▶ SELECTED TEXT
+--
Naperville Public Library’s proposed 2023 budget calls for a 4.25% increase in property taxes — about $650,000 more than collected this year.
The Naperville Library Board will review the $16.8 million spending plan, which calls for a $510,293 increase in spending over last year, at its 7 pm Wednesday meeting at the downtown Nichols Library.
Because the board is a city advisory body, the budget and property tax levy it recommends goes to the Naperville City Council for final approval.
In the 2023 budget report, library executive director Dave Della Terza said the tentative budget aims to provide essential services at the level the community expects while maintaining fiscal responsibility.
Money from property taxes accounts for 95% of the library’s revenue. What’s being requested is up from the $15.3 million collected in 2022.
Because home values are projected to increase by 3%, the library tax rate would increase slightly, Della Terza said in the report.
He added that this is the first tax rate increase the library has requested in eight years. Until this year, the rate has decreased annually since 2015.
The library takes in about $225,000 from library operations, such as room rentals, printing and copying, lost item fees, nonresident fees and book sales, according to the budget.
It also will receive $287,100 from personal property tax relief and $220,572 in per capita grants.
Overall expenses are projected to increase from $16.3 million in 2022 to $16.8 million in 2023.
Although 69% of the library’s operating expenses are dedicated to salaries and benefits, salaries are rising and benefits are falling for a net gain of $70,344 in 2023.
The library is budgeting 4% merit raises for staff as well as a market adjustment to remain competitive and get all positions over or close to the upcoming $15 minimum wage requirement.
Della Terza said after this year, the lowest paid position will be at $14.68 per hour. One more adjustment will be needed in 2024 to complete this process, he said.
Benefit costs are projected to decrease $246,674 to $2.5 million due to decreases in retirement contributions and the cost of medical and dental insurance, Della Terza said.
Although the price of medical insurance is increasing per person, the library has fewer staff opting to take medical benefits from 2022 to 2023, he said.
The materials budget will climb $195,750, from $3.2 million to $3.4 million, to purchase the books, movies and music customers are requesting.
Della Terza said the budget has remained flat the past two years due to shipping and release schedule delays. Those delays are no longer occurring.
Other spending in 2023 involves technology and facility upgrades.
Technology projects include replacing a third of library computers, providing a new badge system and improving the network cybersecurity.
Facility work will include improvements to the Naper Boulevard branch and replacement of some furniture.
Della Terza said when the budget is presented to the council, it will include a request for an additional $650,000 to cover the cost of renovating the Naper Boulevard Library’s restrooms and staff work rooms.
Because the $650,000 is not part of the library’s operating fund, it will be considered under the city’s overall capital projects budget.
+--
▶ MATERIAL SHOWN
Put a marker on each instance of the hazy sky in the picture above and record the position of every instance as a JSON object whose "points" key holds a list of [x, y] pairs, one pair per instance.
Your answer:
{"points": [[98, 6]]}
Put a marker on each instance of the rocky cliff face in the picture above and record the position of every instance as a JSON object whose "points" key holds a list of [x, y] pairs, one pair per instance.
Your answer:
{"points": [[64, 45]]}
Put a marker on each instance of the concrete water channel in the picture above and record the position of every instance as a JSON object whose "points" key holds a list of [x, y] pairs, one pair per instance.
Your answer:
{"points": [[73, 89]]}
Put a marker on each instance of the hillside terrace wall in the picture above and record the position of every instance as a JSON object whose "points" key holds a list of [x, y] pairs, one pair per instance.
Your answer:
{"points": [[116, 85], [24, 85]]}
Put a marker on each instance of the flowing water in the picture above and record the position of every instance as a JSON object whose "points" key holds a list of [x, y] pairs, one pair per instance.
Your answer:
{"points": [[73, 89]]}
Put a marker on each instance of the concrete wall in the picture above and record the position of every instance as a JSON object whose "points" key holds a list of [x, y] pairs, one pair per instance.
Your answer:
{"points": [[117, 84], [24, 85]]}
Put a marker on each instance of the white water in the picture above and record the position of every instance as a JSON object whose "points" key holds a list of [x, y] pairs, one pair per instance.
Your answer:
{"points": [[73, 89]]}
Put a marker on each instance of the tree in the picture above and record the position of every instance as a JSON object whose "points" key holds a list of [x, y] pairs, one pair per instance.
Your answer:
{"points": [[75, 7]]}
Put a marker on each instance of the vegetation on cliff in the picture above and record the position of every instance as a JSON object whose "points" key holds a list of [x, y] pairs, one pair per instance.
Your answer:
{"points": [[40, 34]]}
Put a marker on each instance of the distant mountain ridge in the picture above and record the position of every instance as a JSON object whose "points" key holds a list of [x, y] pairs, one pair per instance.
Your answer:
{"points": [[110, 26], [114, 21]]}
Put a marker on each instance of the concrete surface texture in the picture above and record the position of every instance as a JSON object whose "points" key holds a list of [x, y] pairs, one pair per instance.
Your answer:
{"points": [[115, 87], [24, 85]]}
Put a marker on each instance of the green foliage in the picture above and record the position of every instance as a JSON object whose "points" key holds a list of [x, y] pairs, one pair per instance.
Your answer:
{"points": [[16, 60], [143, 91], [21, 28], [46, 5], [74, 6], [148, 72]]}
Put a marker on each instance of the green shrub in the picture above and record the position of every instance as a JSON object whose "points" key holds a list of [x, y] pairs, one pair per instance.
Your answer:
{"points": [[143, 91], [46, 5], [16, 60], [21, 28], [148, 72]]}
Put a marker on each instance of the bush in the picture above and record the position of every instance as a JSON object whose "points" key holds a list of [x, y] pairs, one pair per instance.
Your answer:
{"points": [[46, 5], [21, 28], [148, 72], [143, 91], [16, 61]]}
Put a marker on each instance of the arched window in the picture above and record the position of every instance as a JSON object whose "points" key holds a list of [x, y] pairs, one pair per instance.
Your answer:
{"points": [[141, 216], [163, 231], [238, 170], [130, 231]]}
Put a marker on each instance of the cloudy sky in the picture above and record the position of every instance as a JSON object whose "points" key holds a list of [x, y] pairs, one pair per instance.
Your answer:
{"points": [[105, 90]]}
+--
▶ WORK TO COMPLETE
a. Answer these questions from the library budget article, one per line:
(i) What percentage of the library's revenue comes from property taxes?
(ii) After this year, what will the lowest paid position at the library earn per hour?
(iii) What portion of the library computers will be replaced?
b. Reproduce the library budget article word for word, from "The library is" up to and including "process, he said.".

▶ RESULTS OF THE EXERCISE
a.
(i) 95%
(ii) $14.68
(iii) A third

b.
The library is budgeting 4% merit raises for staff as well as a market adjustment to remain competitive and get all positions over or close to the upcoming $15 minimum wage requirement.
Della Terza said after this year, the lowest paid position will be at $14.68 per hour. One more adjustment will be needed in 2024 to complete this process, he said.